Data excerpts
——
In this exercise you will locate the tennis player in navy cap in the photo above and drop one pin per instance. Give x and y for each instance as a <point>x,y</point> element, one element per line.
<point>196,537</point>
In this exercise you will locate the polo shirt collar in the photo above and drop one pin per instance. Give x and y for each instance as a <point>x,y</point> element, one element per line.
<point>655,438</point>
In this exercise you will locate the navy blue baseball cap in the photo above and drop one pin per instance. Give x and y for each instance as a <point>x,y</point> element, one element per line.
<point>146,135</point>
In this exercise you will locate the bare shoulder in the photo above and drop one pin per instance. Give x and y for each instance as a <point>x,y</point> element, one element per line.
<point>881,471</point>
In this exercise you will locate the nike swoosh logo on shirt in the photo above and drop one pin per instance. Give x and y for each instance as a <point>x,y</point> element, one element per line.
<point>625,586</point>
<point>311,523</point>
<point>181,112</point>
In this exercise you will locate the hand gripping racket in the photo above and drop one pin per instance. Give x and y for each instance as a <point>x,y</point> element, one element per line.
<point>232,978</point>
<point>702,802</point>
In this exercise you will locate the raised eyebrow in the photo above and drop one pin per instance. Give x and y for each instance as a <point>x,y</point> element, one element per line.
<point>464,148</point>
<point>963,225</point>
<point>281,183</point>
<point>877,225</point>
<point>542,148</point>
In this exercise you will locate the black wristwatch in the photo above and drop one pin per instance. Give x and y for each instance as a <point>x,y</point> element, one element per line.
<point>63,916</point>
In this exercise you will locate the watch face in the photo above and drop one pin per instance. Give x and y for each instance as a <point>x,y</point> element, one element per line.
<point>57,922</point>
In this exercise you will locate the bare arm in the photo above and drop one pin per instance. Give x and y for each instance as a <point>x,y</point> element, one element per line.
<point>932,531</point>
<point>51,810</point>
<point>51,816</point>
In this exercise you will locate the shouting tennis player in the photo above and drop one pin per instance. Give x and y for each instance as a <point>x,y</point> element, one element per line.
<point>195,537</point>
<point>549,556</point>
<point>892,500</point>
——
## What is being asked
Please return all of the records exactly as they appear.

## Response to this task
In this exercise you will locate the tennis player in navy cap in the photo above and drop one pin per instance. Give x and y for each instance as a <point>x,y</point> element, one element per line.
<point>196,537</point>
In this exercise you will locate the polo shirt collar in the photo above and drop one pin per instance. Give x and y for each instance as a <point>x,y</point> element, one element per line.
<point>655,438</point>
In this exercise you will locate the navy blue baseball cap in the photo above and drop one pin per instance. Give x and y for each instance as a <point>x,y</point> element, one element per line.
<point>146,135</point>
In this exercise you will locate the bare shoulder in the photo above and drop one pin per instance. Give x and y for each instance as a <point>x,y</point> element, one element per line.
<point>881,471</point>
In this exercise you will locate the nike swoosh logo on shirt in the photo above and drop one pin per instance. Give x and y for each instance as a <point>x,y</point> element, one element per line.
<point>625,586</point>
<point>311,523</point>
<point>181,112</point>
In this exercise you will locate the hand gripping racket in the photo above and drop one pin per instance. Give x and y for each instance as a <point>x,y</point> element, one element per line.
<point>232,978</point>
<point>702,802</point>
In this exercise you will locate the raised eyebrow in the photo above and drop one pin per instance. Give x and y for each instance as a <point>x,y</point> element, one element per line.
<point>464,148</point>
<point>963,225</point>
<point>281,183</point>
<point>877,225</point>
<point>542,148</point>
In this exercise you will locate the black wristwatch in the photo above and drop one pin per instance. Give x and y for each instance as a <point>x,y</point> element, one element per line.
<point>63,916</point>
In this exercise you will locate the watch face in the photo above and drop one pin per instance. Give x and y for each instance as a <point>x,y</point> element, one element per line.
<point>57,922</point>
In this exercise you will locate the bare arm in the photo above and drop one pin per instance. Give x and y for each instance as a <point>x,y</point> element, one element per line.
<point>932,531</point>
<point>51,810</point>
<point>51,816</point>
In this exercise you will locate the shouting tennis player in the photo above and drop one pin per instance. Give x and y for each instance as a <point>x,y</point> element, one element per line.
<point>195,537</point>
<point>549,556</point>
<point>892,500</point>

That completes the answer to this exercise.